**TASK DETAILS:**
Below are entries. Reproduce exactly the lines between the line holding "Where can you see the white pillow" and the line holding "Where can you see the frosted", inclusive, and only those.

(Referring expression pointing data)
****

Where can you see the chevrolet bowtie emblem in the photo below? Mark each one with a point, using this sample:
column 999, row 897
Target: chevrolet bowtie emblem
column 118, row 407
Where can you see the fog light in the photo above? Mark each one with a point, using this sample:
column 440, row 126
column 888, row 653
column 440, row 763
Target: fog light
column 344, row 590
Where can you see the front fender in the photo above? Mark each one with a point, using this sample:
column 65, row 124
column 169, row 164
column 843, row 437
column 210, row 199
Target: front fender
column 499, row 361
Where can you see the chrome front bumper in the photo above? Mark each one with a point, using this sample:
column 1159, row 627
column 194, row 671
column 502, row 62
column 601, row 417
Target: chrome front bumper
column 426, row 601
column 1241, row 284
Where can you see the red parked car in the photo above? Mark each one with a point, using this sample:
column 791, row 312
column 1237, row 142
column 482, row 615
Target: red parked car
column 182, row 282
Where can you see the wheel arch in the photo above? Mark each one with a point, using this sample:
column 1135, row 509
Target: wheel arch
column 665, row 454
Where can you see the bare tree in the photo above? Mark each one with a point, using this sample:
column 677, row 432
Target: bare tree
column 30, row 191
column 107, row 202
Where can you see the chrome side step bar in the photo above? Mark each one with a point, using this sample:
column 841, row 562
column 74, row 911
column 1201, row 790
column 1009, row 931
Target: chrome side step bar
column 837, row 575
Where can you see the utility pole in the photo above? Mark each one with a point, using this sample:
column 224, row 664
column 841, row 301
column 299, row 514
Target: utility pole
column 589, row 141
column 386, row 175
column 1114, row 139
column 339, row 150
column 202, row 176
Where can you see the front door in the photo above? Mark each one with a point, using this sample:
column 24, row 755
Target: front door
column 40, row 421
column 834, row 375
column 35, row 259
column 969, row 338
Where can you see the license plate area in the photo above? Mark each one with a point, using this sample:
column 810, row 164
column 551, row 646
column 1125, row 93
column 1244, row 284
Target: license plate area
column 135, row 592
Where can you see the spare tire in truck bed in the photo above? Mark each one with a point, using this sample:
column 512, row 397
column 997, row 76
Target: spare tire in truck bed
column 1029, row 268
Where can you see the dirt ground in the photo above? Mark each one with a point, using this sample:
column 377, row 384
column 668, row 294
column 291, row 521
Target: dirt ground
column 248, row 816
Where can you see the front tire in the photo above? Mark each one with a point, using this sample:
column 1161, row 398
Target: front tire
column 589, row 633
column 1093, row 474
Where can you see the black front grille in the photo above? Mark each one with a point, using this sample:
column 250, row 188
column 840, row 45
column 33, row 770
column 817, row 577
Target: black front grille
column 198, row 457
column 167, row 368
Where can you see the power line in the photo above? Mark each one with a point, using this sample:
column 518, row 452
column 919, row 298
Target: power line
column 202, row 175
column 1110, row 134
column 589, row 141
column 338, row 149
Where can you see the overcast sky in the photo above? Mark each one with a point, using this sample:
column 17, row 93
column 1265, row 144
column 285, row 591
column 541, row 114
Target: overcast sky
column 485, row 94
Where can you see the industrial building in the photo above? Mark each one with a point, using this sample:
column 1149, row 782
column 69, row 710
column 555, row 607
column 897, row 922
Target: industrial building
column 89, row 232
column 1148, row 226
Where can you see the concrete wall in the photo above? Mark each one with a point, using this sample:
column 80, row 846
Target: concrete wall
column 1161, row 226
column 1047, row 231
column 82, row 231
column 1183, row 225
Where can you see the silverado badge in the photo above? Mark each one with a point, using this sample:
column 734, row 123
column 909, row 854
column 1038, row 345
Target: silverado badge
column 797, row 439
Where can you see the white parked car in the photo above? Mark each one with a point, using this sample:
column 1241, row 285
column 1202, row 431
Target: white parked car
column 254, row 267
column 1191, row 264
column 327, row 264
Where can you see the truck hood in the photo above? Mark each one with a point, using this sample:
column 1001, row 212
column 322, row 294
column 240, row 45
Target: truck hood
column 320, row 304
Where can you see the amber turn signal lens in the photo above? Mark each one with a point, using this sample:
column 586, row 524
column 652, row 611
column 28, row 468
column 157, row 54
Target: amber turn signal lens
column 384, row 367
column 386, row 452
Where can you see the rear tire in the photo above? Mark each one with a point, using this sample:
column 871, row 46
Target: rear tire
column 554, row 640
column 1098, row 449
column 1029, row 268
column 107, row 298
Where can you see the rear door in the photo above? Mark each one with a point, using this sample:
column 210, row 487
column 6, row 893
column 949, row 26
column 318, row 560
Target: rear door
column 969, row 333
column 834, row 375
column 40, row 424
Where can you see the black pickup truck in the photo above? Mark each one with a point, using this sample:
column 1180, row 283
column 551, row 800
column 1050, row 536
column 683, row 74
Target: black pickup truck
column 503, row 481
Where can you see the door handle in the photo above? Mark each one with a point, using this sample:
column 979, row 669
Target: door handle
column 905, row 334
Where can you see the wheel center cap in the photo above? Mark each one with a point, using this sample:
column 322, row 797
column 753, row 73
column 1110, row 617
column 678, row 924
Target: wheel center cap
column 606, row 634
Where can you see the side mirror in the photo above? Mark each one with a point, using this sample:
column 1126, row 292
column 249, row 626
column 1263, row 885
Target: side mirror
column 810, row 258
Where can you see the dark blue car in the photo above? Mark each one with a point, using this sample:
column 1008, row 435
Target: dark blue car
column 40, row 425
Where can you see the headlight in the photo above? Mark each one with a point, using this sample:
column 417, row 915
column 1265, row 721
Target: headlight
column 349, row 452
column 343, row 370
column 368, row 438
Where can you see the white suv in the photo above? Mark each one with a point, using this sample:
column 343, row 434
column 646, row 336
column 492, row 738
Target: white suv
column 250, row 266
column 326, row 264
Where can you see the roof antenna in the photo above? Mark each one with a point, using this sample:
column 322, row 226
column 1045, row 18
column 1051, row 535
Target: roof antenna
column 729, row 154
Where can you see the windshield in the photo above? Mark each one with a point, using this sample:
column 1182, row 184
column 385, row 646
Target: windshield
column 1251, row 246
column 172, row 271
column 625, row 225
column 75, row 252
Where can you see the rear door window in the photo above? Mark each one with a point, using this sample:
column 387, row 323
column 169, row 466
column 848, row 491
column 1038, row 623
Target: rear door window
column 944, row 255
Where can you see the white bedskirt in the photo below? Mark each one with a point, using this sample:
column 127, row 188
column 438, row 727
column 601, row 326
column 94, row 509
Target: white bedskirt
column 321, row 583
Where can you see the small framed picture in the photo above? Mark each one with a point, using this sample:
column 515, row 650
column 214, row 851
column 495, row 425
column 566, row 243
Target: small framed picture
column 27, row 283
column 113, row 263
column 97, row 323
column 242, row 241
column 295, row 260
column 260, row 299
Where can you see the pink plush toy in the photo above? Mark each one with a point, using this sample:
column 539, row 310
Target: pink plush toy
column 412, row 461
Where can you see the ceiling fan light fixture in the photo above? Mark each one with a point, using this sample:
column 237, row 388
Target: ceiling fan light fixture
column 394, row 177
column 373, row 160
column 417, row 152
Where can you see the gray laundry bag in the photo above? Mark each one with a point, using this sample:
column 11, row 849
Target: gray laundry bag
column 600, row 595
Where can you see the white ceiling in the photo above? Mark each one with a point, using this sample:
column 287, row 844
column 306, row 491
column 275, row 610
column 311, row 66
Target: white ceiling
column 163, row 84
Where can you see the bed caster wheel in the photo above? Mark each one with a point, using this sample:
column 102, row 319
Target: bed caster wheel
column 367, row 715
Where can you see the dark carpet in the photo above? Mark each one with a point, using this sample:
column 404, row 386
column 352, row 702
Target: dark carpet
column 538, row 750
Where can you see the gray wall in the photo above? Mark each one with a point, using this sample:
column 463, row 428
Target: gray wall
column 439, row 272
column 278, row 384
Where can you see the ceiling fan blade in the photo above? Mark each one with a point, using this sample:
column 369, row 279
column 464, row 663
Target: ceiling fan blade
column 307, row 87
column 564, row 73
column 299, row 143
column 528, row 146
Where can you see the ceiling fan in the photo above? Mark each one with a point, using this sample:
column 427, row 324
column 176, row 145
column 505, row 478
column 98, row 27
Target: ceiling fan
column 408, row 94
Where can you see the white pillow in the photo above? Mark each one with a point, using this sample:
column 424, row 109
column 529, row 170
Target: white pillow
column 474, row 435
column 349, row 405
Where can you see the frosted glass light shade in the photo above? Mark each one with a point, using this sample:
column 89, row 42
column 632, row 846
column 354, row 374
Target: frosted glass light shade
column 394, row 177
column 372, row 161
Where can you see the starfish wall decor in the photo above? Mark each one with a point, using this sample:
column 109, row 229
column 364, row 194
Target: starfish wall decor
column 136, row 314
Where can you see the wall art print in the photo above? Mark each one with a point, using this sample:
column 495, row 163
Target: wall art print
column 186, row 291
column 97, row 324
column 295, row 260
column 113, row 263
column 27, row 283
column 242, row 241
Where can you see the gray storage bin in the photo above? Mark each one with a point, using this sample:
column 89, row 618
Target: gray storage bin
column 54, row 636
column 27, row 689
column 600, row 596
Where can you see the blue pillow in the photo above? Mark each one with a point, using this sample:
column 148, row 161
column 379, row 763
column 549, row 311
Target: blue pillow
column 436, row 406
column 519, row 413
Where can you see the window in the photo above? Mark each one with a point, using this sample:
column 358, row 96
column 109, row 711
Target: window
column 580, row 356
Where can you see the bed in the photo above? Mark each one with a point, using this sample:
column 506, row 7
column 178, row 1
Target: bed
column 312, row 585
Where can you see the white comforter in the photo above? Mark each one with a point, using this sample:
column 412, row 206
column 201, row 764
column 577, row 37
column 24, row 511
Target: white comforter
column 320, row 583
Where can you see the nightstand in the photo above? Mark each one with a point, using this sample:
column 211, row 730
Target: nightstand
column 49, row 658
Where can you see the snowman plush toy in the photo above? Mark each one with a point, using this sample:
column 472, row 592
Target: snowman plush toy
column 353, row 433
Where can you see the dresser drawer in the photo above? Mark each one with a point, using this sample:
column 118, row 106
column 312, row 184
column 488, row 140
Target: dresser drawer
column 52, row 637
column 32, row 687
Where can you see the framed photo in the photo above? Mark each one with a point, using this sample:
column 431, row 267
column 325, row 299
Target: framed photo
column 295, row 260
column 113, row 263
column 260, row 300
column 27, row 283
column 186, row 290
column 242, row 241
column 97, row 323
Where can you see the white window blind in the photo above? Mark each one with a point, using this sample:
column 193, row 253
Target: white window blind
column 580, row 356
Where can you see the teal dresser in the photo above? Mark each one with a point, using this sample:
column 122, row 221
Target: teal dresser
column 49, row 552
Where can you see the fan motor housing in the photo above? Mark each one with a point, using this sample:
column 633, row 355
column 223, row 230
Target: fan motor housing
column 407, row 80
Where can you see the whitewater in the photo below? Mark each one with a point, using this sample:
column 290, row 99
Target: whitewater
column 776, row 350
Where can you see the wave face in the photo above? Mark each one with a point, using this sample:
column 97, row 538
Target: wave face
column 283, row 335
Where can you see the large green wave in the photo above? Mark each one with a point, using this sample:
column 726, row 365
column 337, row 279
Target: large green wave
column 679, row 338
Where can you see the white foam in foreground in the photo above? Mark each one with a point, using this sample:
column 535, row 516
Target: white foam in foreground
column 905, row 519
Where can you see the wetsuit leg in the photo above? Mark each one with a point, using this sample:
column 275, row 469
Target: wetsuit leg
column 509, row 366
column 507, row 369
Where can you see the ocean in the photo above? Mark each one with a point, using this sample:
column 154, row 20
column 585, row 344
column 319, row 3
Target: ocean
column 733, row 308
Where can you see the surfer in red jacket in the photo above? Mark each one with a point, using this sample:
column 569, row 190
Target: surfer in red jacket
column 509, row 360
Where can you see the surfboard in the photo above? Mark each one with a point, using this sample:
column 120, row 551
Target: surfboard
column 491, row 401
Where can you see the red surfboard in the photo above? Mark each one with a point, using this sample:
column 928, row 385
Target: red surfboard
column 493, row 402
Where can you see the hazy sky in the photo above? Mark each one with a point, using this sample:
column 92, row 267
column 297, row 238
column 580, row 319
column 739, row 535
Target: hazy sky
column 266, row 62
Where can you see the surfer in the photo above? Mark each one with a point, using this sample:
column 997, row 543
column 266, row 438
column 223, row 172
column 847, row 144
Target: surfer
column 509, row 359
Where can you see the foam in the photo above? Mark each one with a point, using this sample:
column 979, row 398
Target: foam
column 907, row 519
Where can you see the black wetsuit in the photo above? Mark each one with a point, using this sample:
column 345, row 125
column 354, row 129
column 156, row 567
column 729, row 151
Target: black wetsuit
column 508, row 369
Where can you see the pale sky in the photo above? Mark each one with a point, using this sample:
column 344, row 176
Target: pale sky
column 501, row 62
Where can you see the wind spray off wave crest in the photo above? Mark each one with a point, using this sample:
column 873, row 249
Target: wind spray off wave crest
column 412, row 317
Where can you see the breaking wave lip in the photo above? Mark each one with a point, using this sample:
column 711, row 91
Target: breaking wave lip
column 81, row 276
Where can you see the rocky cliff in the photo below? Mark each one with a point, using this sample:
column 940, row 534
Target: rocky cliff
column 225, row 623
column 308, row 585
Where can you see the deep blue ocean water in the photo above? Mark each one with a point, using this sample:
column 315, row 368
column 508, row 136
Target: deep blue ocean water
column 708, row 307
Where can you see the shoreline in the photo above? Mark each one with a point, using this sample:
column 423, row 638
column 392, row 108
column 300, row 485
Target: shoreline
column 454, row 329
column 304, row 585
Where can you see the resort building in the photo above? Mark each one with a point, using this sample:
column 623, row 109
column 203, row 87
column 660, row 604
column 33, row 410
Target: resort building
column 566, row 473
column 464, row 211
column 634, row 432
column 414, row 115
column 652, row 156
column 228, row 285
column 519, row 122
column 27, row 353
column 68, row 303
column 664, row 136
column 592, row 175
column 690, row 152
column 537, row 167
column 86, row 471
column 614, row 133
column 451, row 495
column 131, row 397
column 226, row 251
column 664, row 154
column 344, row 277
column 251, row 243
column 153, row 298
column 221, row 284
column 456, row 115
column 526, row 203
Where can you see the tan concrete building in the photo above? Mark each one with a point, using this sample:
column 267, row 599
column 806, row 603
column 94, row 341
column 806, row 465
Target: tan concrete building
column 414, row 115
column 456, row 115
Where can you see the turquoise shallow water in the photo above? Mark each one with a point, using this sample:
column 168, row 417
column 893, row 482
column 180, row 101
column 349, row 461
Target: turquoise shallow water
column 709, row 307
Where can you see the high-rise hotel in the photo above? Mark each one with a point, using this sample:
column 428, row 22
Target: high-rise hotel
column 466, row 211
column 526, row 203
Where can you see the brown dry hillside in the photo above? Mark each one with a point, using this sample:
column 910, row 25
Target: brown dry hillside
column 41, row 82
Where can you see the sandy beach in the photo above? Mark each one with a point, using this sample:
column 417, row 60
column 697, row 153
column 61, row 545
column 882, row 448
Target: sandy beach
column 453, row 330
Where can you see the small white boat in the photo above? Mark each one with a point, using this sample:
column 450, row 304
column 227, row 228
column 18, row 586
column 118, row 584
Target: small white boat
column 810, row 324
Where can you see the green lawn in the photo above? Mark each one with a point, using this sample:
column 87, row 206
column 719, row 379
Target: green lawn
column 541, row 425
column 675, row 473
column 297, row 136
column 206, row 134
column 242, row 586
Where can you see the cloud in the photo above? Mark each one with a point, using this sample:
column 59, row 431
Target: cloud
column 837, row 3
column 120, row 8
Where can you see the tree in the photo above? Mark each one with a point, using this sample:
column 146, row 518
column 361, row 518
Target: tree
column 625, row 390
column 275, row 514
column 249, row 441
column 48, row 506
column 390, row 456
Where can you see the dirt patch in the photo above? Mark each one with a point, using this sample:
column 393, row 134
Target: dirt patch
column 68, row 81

****

**RESPONSE TO THE TASK:**
Where can you see the white pillow in the photo above? Mark each one with a point, using this sample:
column 424, row 109
column 529, row 170
Target: white pillow
column 474, row 435
column 349, row 405
Where can you see the frosted glass light shade in the photo above? Mark each one with a point, using this sample:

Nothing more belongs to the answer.